## Exercise directions
Find the line that contains "of the glass" and print it and every line after it, exactly, please.

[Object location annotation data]
--- START ---

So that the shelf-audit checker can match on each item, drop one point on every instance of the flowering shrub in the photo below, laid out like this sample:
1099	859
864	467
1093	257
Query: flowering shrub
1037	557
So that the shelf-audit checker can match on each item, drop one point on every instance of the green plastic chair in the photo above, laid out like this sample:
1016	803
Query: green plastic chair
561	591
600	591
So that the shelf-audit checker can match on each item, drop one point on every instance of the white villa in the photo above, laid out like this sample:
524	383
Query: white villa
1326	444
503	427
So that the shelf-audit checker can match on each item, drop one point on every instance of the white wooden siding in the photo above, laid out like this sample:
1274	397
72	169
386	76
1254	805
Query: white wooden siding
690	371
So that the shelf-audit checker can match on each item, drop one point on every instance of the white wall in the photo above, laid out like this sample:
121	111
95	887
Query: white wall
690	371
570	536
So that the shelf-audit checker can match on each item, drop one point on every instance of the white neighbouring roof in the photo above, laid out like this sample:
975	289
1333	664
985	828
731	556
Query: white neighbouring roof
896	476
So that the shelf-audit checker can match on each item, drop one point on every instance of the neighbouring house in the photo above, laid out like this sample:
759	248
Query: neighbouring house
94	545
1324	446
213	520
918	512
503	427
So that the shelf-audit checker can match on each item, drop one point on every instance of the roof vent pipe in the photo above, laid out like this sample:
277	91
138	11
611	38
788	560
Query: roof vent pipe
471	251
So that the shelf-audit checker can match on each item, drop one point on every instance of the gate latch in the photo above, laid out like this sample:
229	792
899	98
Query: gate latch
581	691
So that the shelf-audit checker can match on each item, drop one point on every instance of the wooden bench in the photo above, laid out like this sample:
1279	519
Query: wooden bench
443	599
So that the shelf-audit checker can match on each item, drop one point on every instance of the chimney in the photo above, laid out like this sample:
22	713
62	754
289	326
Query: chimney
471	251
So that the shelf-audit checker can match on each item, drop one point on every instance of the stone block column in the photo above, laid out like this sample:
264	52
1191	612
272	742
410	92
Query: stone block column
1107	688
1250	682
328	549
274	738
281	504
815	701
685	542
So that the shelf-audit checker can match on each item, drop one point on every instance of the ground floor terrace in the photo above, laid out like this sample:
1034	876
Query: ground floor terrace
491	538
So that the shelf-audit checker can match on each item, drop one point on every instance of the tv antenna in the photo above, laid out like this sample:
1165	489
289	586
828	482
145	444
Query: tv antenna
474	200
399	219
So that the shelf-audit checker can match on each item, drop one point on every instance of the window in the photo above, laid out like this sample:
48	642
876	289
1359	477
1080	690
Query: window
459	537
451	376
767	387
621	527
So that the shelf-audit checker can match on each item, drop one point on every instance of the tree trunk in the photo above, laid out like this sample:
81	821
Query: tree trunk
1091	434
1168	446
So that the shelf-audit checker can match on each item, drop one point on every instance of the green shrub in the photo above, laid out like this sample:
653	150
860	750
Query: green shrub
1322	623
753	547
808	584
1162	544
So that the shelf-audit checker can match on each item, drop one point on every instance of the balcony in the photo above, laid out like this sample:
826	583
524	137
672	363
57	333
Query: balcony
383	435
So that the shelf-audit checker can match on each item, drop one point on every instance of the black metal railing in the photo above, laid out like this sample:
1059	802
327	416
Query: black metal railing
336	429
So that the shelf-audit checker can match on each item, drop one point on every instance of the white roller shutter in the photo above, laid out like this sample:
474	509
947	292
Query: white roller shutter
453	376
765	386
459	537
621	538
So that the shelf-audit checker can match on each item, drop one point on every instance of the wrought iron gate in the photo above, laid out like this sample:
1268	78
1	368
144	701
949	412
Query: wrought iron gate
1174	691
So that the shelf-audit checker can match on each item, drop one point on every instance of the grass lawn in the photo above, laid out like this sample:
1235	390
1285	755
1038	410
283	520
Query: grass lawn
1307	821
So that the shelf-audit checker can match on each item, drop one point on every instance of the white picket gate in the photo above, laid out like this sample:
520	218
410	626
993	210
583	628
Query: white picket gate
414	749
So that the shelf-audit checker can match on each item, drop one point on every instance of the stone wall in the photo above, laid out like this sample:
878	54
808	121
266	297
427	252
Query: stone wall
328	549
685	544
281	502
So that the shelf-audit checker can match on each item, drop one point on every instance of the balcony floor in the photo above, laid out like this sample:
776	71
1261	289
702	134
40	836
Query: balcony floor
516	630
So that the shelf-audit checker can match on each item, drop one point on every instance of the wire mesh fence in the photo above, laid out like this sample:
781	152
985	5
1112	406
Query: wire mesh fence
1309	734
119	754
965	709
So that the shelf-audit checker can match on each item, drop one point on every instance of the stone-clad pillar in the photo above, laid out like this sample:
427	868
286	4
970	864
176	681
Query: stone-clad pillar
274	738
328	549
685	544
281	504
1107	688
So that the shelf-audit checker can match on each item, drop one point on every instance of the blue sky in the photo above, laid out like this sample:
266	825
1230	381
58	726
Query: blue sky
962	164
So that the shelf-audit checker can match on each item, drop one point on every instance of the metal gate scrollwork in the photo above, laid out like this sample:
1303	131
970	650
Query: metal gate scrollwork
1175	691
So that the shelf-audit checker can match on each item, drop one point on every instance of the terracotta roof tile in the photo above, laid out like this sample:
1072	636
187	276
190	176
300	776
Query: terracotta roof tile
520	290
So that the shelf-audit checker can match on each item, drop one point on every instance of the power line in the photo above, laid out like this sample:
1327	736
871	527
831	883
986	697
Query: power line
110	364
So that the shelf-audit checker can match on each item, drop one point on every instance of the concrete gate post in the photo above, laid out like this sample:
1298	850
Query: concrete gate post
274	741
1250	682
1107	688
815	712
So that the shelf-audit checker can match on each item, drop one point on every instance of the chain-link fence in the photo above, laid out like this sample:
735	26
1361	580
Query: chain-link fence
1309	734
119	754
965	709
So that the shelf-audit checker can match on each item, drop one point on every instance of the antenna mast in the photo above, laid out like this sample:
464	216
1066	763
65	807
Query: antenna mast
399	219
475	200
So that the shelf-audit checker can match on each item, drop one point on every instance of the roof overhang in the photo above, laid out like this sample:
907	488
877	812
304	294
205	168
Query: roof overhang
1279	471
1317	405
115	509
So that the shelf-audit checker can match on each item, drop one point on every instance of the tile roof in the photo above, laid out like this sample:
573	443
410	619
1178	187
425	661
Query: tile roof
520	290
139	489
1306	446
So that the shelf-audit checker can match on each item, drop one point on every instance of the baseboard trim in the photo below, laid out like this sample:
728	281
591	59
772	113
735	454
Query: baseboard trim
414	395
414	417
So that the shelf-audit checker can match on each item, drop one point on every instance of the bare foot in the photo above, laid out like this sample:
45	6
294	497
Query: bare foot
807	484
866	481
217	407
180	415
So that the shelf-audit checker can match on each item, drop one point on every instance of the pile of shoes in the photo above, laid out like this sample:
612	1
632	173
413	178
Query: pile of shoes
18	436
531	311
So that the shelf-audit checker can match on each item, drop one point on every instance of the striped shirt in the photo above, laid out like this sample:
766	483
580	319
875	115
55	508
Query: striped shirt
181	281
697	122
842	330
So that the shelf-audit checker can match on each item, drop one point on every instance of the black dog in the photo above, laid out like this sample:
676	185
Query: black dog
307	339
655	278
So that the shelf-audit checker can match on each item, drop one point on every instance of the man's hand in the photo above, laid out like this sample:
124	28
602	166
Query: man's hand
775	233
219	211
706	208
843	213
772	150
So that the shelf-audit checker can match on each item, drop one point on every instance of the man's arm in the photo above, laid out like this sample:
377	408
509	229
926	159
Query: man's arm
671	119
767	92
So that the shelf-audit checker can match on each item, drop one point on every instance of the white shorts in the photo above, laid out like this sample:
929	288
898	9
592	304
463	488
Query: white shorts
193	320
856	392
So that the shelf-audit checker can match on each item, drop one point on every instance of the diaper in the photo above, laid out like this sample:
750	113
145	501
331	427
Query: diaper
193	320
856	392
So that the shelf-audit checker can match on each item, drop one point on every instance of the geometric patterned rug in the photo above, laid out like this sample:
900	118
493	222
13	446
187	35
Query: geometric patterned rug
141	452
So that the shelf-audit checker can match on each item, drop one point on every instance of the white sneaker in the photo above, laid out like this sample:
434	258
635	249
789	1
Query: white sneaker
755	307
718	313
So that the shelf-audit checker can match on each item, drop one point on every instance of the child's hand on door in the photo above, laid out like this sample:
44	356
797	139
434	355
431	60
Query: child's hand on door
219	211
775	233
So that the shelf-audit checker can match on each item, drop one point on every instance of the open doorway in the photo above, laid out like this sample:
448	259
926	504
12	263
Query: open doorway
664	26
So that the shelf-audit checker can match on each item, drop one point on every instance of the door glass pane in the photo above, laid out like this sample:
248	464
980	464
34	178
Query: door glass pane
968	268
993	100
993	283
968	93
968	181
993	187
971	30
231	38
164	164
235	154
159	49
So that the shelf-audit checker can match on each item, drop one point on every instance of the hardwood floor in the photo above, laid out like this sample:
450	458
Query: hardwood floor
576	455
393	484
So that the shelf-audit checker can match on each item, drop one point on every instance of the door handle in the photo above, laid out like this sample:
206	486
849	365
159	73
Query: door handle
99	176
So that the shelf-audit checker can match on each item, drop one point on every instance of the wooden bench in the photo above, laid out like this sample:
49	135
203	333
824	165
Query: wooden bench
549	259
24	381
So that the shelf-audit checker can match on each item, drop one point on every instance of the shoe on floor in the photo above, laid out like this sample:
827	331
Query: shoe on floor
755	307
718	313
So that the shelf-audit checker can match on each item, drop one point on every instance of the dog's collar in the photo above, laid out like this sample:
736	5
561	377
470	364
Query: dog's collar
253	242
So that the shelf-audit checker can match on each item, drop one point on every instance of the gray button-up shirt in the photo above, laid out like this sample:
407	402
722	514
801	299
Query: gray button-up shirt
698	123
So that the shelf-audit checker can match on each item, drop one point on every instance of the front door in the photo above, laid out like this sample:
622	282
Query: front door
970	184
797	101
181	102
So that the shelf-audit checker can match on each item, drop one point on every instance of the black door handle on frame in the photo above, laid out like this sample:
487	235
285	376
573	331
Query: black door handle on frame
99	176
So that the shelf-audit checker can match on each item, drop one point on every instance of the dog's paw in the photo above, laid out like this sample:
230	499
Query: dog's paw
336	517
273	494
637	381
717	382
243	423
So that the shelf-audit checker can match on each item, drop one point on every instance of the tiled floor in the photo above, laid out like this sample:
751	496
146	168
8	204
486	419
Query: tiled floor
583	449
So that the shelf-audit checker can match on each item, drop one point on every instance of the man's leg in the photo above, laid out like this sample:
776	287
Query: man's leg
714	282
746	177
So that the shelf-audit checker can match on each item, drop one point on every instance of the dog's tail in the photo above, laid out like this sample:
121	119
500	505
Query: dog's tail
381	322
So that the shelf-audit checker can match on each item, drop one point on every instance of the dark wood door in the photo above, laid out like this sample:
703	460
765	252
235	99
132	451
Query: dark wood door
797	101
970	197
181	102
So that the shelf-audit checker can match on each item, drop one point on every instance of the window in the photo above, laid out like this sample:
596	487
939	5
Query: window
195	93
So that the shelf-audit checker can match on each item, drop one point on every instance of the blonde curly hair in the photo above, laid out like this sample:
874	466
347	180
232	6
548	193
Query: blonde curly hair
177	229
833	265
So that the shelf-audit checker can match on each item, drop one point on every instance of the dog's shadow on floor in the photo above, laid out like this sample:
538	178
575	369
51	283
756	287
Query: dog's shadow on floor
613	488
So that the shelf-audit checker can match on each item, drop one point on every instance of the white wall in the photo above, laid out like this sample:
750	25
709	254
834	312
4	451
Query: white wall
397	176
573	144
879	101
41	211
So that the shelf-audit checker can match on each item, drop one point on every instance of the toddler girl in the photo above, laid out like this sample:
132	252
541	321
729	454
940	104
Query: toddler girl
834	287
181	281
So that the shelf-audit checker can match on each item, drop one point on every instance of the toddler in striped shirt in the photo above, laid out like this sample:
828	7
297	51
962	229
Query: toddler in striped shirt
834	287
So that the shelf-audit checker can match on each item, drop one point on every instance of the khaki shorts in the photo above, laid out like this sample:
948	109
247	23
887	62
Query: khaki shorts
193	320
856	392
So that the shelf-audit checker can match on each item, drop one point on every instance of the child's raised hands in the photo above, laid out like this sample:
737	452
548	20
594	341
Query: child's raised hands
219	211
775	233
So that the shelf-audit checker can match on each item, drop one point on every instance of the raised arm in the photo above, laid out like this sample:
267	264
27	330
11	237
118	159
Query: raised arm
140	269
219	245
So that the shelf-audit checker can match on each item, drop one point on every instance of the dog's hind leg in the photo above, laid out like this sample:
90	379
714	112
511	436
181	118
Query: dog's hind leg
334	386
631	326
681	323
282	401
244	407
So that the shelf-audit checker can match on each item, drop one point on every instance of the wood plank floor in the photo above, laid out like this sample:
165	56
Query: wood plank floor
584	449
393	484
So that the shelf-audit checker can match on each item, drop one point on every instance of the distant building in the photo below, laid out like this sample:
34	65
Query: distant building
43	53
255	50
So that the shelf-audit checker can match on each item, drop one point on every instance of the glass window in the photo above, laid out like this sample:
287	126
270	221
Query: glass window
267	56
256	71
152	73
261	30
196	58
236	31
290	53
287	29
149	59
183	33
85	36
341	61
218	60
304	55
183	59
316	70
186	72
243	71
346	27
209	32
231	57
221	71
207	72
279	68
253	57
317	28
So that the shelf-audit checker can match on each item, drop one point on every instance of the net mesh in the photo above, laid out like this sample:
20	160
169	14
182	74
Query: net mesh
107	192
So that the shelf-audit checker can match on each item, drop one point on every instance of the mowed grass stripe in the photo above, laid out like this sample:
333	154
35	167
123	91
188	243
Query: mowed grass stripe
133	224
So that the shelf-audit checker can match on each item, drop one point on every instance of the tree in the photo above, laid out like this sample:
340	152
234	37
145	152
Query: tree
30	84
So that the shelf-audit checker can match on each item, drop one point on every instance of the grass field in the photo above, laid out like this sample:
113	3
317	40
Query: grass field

--- END ---

## Exercise result
So that the shelf-audit checker can match on each item, drop one point on every instance of the glass window in the photo above, laid out like this sample:
287	126
270	221
Query: glass window
267	56
256	71
152	73
261	30
196	58
236	31
290	53
287	29
149	59
183	33
85	36
341	61
218	60
304	55
183	59
316	70
186	72
243	71
346	27
209	32
231	57
221	71
207	72
279	68
253	57
317	28
So that the shelf-audit checker can match on each item, drop one point on every instance of the net mesh in the photo above, laid out like this sample:
20	160
169	14
182	74
Query: net mesh
107	192
So that the shelf-audit checker can match on each item, drop one point on every instance of the mowed grass stripe in the photo above, laid out like this sample:
333	154
35	167
123	91
188	243
Query: mowed grass stripe
133	224
So that the shelf-audit checker can match on each item, drop one point on every instance of the tree in the photo above, laid out like this sample:
340	152
234	37
145	152
Query: tree
30	84
So that the shelf-audit checker can match on each item, drop one point on every instance of the grass field in the photo above, laid out like this sample:
113	3
317	40
Query: grass field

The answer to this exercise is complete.